_TASK INSTRUCTIONS_: Rewrite the part of the entries that opens with the line containing "Where can the white t-shirt" and runs through the end of the entries, replacing "pin" with "marker" and leaving everything else unchanged. Omit the pictures from your answer.

=== PROVIDED INFORMATION ===

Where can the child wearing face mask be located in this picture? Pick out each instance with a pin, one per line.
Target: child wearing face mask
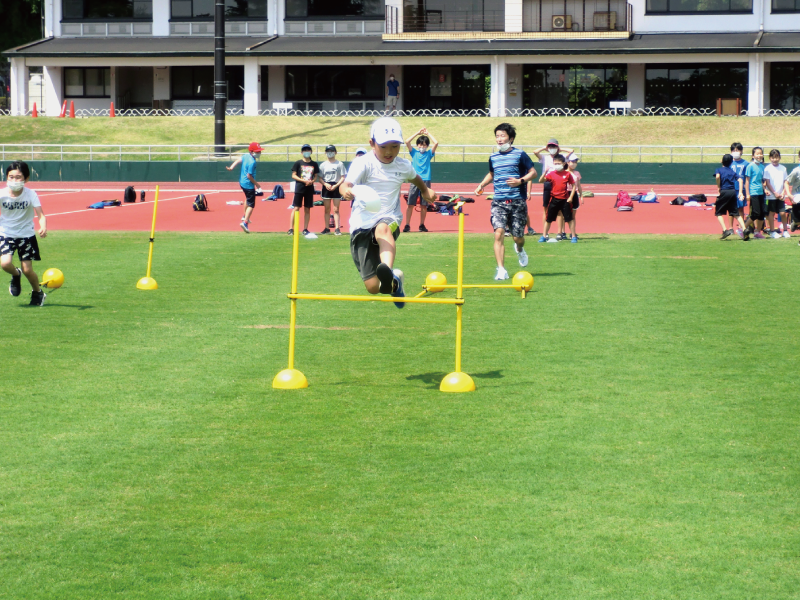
(754, 183)
(304, 173)
(18, 205)
(421, 159)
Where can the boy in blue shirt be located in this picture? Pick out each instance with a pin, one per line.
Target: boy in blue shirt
(726, 199)
(247, 181)
(510, 169)
(421, 159)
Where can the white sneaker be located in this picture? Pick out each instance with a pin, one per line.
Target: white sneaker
(501, 274)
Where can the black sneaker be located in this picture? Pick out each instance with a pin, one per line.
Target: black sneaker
(37, 298)
(14, 287)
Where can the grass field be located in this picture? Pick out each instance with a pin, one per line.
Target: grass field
(633, 435)
(688, 131)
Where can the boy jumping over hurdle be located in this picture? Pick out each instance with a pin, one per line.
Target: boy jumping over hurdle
(373, 234)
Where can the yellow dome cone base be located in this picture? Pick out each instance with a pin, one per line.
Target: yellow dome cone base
(289, 379)
(457, 382)
(146, 283)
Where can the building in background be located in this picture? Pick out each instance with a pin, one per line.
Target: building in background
(500, 56)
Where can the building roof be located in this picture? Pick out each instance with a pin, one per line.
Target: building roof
(669, 43)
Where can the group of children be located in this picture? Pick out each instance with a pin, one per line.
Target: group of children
(772, 193)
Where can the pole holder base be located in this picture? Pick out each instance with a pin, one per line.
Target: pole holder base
(146, 283)
(289, 379)
(457, 382)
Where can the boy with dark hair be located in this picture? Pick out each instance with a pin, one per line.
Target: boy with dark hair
(510, 169)
(304, 173)
(561, 197)
(247, 181)
(726, 198)
(18, 205)
(421, 159)
(373, 234)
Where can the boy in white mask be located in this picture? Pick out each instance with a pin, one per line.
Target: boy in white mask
(18, 205)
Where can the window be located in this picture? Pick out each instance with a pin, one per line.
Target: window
(573, 86)
(204, 9)
(197, 83)
(779, 6)
(334, 8)
(694, 86)
(107, 9)
(87, 83)
(700, 6)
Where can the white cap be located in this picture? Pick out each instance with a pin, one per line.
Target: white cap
(386, 130)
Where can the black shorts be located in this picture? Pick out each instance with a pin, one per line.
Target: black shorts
(26, 248)
(727, 203)
(249, 197)
(365, 250)
(546, 190)
(758, 207)
(304, 198)
(556, 206)
(775, 205)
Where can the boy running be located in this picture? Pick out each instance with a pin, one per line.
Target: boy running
(247, 181)
(18, 204)
(421, 159)
(510, 169)
(373, 235)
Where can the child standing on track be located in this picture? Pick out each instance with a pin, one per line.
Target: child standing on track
(373, 234)
(754, 183)
(18, 205)
(304, 172)
(332, 173)
(421, 159)
(727, 201)
(510, 169)
(247, 181)
(560, 198)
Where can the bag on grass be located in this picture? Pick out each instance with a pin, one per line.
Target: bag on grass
(200, 203)
(623, 202)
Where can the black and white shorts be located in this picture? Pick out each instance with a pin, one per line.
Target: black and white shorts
(26, 248)
(510, 216)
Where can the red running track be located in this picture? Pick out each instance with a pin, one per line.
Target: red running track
(65, 205)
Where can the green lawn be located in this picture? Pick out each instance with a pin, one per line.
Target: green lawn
(634, 434)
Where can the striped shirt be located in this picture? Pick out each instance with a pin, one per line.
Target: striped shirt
(504, 165)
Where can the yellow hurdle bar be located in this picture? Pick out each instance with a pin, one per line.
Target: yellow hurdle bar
(345, 298)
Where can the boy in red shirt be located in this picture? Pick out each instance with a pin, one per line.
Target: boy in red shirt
(560, 197)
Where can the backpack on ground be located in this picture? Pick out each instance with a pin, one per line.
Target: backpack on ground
(623, 202)
(200, 203)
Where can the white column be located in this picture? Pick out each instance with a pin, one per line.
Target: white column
(636, 84)
(252, 87)
(514, 16)
(755, 86)
(53, 87)
(19, 86)
(161, 15)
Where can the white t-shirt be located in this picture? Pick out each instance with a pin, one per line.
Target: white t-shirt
(776, 176)
(384, 179)
(16, 214)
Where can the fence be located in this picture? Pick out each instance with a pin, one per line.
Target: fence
(446, 153)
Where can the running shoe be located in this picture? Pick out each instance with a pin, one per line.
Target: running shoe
(14, 288)
(397, 288)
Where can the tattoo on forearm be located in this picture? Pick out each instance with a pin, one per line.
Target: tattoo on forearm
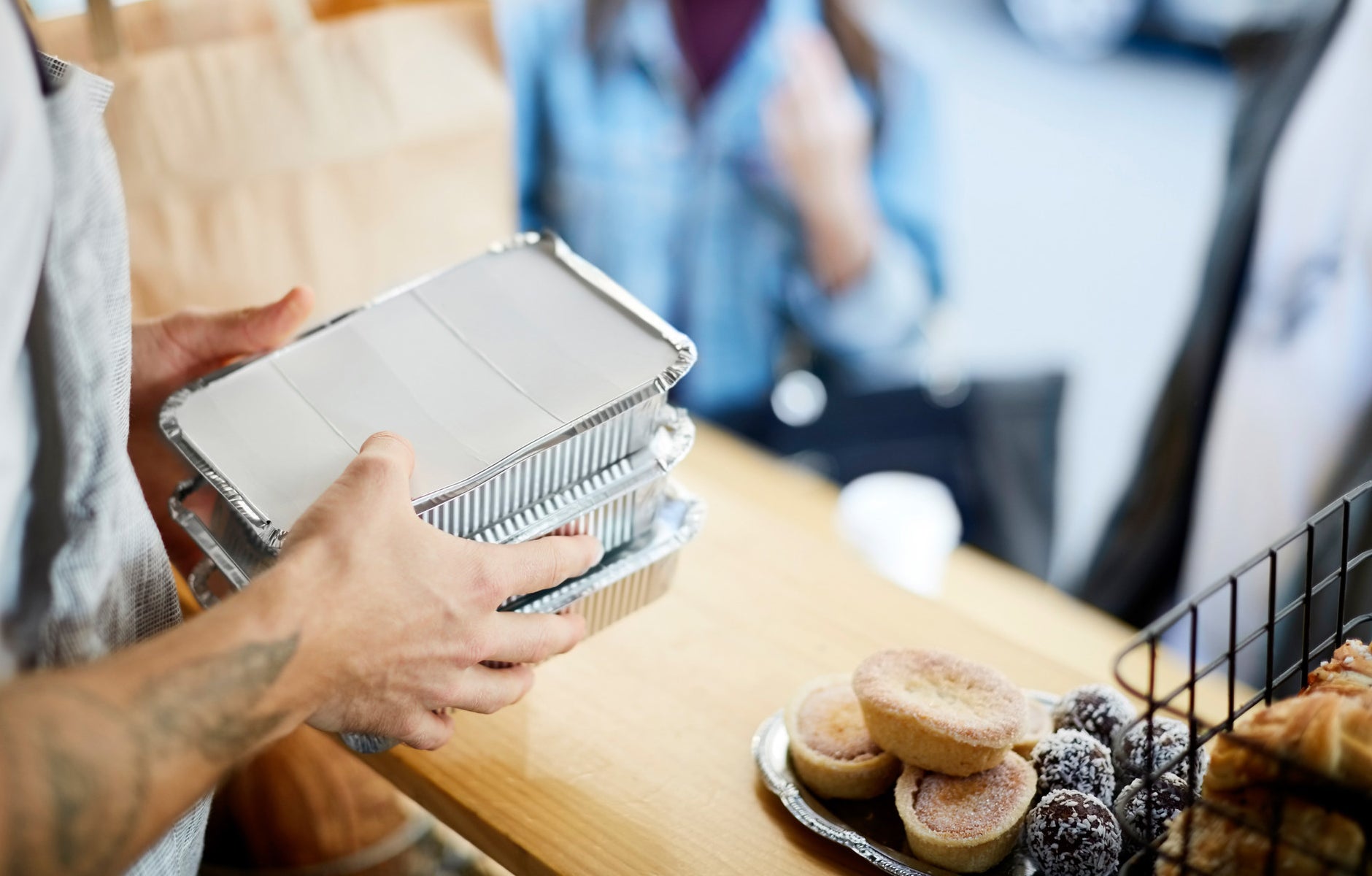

===

_TASK ANSWER_:
Where can the white t-shirt be located in this picture? Pick out each instance with a marker, one per line.
Target: white t-shirt
(776, 176)
(384, 179)
(16, 214)
Where can the fence be located in this picture? Pick out each instance with a marker, one per line.
Target: fence
(446, 153)
Where can the running shoe be located in this picture? Pick out each instance with a marker, one per line.
Target: running shoe
(14, 288)
(397, 288)
Where can the tattoo on forearm be located in this picture? Pick out each instance with a marker, one per line.
Target: tattoo on forearm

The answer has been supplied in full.